EXERCISE AIM: Among the entries below, extract exactly the lines that run from the one with "<point>336,72</point>" through the one with "<point>333,7</point>", both ends included.
....
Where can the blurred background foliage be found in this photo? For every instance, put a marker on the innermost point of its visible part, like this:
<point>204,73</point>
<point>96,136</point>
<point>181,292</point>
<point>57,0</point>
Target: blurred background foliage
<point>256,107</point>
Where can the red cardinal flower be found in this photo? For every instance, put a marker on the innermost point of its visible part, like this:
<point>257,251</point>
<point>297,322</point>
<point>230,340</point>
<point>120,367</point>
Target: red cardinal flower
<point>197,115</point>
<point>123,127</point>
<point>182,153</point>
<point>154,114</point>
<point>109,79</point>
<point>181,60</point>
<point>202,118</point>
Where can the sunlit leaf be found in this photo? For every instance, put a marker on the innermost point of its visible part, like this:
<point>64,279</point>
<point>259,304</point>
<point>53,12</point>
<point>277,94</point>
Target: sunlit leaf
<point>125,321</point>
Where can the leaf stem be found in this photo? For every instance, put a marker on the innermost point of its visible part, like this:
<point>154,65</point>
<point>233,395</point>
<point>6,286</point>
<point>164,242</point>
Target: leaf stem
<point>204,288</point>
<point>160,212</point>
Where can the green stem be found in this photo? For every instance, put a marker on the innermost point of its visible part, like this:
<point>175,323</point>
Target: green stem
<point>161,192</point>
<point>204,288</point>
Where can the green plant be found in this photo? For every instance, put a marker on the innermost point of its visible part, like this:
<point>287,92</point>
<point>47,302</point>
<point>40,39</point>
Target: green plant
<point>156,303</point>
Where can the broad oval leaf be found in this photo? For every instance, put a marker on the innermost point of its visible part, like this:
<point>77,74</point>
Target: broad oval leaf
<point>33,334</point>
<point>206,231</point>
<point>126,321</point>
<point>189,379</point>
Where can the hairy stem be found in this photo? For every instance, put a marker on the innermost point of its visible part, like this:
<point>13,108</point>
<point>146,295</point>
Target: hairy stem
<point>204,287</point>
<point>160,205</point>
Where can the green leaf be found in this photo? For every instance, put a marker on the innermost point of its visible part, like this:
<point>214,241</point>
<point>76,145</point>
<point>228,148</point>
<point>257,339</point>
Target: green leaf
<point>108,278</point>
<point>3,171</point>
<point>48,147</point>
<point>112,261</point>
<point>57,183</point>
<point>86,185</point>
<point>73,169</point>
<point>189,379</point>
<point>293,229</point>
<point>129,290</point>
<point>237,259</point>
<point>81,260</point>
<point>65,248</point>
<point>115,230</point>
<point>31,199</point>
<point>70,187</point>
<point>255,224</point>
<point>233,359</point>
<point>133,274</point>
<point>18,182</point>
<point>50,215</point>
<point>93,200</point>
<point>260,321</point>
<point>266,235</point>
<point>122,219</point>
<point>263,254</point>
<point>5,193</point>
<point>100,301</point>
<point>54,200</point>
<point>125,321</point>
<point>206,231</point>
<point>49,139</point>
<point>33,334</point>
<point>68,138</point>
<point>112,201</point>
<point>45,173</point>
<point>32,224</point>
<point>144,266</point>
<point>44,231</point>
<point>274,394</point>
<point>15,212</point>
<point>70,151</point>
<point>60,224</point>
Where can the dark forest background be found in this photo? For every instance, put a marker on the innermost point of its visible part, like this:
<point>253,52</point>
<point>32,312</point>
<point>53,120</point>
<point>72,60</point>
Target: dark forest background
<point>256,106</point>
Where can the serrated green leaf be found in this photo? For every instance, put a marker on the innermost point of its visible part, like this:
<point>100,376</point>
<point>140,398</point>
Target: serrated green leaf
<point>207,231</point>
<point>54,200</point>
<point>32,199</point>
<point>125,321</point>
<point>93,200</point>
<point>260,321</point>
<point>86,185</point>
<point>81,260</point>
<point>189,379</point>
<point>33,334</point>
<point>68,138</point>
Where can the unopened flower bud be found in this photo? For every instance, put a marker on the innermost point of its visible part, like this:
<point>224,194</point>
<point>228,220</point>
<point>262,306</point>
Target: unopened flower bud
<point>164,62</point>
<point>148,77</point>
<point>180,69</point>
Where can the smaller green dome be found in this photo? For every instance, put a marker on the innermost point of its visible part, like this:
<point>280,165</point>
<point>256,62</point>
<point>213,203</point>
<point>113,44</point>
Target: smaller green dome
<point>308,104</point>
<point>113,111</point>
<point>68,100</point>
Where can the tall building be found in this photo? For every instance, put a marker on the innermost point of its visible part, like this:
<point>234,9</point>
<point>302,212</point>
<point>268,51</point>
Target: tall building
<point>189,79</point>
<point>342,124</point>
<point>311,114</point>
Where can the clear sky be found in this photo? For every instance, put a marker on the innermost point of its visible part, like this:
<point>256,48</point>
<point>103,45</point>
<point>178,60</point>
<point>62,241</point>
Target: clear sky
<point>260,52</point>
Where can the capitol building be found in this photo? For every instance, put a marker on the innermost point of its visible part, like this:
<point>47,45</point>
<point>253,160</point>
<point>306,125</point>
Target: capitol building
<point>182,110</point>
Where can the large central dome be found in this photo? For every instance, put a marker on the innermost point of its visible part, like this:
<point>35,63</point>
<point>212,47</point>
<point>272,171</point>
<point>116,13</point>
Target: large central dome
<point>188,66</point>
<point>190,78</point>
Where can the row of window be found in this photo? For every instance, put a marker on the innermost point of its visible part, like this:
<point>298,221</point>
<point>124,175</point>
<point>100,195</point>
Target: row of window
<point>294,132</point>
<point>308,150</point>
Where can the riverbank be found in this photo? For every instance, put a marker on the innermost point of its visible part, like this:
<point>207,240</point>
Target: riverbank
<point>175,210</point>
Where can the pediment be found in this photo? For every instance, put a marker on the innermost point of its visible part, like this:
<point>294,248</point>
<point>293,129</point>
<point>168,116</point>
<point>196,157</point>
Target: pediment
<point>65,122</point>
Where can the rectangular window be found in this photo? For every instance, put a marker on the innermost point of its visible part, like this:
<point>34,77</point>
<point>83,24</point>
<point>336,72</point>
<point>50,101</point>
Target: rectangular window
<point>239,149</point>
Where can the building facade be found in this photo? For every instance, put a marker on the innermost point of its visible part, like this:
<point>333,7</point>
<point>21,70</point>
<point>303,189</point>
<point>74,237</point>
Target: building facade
....
THE COMPLETED TASK:
<point>336,72</point>
<point>50,101</point>
Target: rectangular window
<point>239,149</point>
Where can the building facade be found in this photo? For every instance, put a marker on the innermost point of its visible part, like this:
<point>333,7</point>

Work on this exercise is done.